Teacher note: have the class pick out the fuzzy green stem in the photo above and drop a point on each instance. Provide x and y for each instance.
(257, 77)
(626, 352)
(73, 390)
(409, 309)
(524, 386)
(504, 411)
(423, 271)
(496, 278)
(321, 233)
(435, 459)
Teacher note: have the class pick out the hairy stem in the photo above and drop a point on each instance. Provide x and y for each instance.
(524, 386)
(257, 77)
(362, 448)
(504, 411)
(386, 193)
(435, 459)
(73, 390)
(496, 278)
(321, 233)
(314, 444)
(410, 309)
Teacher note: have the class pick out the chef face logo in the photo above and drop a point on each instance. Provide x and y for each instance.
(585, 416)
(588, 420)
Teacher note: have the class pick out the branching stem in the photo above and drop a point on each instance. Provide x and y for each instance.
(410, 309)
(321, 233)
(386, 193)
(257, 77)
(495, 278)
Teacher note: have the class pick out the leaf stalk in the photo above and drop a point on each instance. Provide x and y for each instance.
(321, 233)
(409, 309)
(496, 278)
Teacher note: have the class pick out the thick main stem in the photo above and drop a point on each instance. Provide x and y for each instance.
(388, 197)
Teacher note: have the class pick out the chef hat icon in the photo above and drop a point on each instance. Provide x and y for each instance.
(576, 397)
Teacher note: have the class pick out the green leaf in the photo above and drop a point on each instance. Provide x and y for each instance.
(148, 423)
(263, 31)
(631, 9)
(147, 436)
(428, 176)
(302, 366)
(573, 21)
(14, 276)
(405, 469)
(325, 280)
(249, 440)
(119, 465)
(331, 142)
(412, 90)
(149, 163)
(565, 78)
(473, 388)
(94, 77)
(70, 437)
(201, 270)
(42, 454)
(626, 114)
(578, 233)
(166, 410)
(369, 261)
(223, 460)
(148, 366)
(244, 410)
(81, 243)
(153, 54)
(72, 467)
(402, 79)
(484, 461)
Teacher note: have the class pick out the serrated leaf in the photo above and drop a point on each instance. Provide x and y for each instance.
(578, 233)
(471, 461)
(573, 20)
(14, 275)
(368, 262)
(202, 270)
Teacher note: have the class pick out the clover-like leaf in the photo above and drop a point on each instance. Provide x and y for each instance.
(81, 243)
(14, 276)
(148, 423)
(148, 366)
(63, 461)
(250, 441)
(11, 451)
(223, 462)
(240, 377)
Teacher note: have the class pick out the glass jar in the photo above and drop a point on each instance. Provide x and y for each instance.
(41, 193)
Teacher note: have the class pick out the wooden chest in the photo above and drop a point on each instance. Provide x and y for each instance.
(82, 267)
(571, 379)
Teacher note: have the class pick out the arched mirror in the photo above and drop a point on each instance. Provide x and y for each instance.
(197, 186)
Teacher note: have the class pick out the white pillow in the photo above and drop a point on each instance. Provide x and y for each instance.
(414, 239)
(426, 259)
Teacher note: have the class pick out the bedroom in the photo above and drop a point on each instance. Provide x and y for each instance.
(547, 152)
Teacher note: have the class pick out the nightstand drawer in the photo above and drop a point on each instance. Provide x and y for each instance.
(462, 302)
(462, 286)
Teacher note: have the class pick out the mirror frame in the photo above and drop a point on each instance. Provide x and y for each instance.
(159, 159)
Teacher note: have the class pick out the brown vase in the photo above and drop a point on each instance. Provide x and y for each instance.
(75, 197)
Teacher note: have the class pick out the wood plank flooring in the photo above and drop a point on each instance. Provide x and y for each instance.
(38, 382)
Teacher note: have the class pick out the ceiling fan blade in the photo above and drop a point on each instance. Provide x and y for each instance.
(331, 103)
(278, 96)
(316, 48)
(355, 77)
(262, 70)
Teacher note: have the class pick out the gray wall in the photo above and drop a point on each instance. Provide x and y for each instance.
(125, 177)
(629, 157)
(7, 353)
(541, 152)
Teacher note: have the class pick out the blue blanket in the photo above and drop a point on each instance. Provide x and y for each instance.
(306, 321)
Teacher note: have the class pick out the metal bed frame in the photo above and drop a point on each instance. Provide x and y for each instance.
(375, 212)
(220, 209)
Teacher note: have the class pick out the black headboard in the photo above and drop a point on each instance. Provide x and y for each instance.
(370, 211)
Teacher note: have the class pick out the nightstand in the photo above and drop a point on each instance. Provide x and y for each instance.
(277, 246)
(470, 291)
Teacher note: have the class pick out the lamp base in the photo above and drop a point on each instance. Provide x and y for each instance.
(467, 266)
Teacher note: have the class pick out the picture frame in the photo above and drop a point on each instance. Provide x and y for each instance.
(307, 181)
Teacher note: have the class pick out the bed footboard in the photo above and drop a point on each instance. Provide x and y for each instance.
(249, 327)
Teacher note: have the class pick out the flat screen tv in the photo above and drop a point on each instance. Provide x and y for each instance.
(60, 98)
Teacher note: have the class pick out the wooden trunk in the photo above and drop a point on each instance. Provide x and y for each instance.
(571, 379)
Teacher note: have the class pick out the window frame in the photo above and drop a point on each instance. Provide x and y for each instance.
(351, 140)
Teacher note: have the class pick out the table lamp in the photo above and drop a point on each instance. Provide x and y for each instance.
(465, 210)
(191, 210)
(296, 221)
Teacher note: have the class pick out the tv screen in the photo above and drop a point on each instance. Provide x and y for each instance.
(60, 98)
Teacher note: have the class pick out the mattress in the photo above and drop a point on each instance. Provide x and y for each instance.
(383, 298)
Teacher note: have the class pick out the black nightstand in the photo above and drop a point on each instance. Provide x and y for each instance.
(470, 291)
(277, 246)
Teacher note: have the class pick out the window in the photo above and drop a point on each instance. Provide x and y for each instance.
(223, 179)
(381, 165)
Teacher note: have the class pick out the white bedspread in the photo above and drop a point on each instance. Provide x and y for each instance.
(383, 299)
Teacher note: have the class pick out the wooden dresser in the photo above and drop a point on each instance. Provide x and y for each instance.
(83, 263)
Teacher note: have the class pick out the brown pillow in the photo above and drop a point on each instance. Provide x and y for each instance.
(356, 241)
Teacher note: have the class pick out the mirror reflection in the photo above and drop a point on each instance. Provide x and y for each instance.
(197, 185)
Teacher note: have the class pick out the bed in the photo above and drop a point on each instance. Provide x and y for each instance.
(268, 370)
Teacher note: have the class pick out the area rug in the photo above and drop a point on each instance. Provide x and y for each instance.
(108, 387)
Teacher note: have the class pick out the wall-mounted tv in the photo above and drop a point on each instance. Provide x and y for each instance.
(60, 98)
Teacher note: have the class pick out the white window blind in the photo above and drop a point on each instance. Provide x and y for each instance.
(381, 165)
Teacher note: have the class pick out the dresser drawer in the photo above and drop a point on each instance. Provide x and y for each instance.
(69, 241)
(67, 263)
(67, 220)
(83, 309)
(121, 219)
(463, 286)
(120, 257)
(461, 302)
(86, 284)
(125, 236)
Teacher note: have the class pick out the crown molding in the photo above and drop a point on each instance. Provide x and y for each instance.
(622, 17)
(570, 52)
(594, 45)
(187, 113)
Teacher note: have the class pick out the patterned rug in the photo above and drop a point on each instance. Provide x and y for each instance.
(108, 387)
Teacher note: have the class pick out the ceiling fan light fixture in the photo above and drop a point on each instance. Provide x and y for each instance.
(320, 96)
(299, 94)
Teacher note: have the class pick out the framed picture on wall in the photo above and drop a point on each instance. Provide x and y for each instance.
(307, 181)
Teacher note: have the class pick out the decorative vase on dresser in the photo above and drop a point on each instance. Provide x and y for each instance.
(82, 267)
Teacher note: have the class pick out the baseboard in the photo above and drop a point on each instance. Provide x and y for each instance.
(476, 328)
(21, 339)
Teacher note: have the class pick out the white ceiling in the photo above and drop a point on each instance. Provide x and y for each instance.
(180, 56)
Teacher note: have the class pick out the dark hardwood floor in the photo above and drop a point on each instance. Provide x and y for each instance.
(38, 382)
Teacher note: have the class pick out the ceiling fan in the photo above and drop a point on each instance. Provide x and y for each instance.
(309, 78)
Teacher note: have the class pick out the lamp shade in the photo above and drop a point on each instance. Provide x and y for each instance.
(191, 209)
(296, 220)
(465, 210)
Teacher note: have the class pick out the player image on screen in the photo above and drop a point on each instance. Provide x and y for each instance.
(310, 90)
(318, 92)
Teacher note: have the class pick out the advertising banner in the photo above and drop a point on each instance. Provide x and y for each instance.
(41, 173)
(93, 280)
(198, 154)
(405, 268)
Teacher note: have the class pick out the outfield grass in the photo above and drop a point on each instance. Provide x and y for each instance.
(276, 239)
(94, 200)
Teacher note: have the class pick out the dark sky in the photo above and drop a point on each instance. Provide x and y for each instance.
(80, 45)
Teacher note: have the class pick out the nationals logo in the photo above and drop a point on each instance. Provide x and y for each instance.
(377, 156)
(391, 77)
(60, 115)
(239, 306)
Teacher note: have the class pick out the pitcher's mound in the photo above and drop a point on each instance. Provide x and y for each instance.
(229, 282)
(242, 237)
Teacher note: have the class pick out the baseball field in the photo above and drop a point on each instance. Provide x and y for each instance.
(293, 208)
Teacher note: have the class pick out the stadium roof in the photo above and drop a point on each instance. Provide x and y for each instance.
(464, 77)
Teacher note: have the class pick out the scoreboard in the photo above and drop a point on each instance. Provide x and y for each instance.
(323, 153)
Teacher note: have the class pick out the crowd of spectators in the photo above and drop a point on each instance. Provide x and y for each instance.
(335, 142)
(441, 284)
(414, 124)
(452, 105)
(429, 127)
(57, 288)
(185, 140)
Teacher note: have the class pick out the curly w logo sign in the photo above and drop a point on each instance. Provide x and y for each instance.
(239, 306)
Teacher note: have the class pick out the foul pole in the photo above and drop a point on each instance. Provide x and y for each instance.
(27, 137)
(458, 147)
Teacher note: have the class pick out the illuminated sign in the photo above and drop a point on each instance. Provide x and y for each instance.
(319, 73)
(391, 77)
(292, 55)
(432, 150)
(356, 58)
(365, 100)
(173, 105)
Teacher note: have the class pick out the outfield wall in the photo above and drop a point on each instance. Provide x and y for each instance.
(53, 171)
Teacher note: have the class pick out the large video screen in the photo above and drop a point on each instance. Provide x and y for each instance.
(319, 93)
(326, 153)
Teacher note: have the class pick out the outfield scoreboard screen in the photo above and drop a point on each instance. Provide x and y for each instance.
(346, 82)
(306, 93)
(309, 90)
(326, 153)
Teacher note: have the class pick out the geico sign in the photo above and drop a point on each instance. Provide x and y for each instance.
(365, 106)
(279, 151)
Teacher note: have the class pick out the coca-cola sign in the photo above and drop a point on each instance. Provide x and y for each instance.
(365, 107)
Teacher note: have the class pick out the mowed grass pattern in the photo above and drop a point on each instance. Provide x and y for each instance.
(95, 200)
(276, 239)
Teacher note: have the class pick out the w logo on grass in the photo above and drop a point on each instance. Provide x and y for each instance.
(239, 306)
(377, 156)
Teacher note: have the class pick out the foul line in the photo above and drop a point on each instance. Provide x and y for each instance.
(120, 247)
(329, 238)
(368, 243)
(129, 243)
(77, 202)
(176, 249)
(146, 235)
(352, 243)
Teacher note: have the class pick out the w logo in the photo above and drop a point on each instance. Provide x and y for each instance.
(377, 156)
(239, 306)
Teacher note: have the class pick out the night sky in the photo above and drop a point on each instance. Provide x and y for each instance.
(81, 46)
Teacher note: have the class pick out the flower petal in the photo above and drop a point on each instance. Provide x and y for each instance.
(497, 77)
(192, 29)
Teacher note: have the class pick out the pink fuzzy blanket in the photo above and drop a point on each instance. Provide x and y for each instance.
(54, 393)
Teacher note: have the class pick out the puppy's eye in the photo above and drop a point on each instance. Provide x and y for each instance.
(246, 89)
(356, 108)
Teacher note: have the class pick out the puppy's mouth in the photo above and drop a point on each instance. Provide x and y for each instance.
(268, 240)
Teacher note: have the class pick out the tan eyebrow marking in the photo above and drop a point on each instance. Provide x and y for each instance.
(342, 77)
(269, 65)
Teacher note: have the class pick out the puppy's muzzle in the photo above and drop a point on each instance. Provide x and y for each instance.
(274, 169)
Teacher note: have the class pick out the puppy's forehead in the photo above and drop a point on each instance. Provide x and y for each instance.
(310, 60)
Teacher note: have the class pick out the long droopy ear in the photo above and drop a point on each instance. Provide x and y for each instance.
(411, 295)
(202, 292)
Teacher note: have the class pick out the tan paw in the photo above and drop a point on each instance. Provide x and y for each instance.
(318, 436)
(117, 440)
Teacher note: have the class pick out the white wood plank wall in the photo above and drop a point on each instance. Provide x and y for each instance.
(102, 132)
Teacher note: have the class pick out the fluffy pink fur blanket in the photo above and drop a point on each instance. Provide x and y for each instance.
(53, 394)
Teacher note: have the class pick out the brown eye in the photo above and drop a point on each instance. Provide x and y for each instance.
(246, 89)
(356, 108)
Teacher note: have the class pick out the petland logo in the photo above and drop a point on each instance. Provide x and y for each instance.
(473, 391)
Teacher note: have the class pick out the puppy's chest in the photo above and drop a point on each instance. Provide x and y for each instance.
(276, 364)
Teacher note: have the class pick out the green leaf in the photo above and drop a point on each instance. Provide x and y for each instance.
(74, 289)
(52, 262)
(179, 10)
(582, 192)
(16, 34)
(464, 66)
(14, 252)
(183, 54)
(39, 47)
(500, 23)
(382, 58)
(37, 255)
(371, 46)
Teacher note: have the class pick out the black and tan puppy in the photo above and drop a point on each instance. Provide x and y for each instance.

## Problem requirements
From the line holding "Teacher note: have the class pick out the puppy's chest" to the last line of the entries above, restate each line exactly; include both ends and omit everything else.

## Written solution
Teacher note: have the class pick out the puppy's chest in the photo above and drop a point on each instance. Provide x and y for each instance.
(276, 364)
Teacher note: have the class pick out the green leaf in the photo above and drop a point on each instance. Provide x and y for each instance.
(74, 289)
(52, 262)
(179, 10)
(582, 192)
(16, 34)
(464, 66)
(14, 252)
(183, 54)
(39, 47)
(500, 23)
(382, 58)
(37, 255)
(371, 46)
Teacher note: have the class pick out the black and tan puppy in the photo above and drop a point on each instance. Provide x and y for each instance.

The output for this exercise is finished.